Work request:
Write out, word for word, only the data from its first line to the line containing "x=523, y=15".

Data excerpts
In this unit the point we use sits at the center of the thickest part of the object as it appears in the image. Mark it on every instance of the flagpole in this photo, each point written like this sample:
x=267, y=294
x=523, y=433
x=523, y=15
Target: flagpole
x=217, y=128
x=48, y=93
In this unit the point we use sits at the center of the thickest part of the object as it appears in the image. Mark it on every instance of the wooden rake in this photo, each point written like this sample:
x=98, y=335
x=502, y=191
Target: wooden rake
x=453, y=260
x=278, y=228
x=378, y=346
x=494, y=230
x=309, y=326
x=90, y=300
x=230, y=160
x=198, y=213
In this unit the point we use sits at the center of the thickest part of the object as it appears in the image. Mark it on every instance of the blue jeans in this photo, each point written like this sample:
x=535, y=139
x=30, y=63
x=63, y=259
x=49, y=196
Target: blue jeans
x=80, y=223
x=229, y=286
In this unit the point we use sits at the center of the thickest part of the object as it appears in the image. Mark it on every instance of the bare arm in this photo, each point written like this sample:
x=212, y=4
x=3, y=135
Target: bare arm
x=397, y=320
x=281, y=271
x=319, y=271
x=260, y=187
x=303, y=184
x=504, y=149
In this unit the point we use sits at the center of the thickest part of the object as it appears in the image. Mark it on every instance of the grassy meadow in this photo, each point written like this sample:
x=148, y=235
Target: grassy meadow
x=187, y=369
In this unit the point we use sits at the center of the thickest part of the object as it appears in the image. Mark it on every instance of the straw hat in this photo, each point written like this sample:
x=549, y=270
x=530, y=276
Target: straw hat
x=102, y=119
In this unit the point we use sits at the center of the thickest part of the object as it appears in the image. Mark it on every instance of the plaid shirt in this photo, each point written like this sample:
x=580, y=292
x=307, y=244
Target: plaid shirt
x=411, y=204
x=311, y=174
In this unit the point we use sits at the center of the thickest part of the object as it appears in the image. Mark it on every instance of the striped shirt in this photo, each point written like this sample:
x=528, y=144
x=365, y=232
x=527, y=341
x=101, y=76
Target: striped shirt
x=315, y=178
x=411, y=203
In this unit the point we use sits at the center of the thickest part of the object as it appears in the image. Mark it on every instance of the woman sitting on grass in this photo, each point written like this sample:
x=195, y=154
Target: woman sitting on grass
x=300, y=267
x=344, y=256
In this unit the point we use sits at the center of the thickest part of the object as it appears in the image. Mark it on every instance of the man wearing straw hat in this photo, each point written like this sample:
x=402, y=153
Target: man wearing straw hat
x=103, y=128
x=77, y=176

Expected output:
In this unit the point we use sits at the center of the thickest part of the object as it appears in the image. Mark it on every instance of the flagpole in this photo, each point written like this sample:
x=267, y=294
x=523, y=433
x=523, y=15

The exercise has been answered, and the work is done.